Rewrite the following lines with "reflective band" changed to "reflective strip" and everything else left as it is.

>> begin

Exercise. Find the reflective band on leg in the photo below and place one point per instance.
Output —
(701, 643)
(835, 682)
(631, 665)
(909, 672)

>> end

SOLUTION TO THE EXERCISE.
Exercise. Find the reflective strip on leg in the photo below and place one point per instance.
Output —
(701, 643)
(835, 682)
(631, 665)
(909, 672)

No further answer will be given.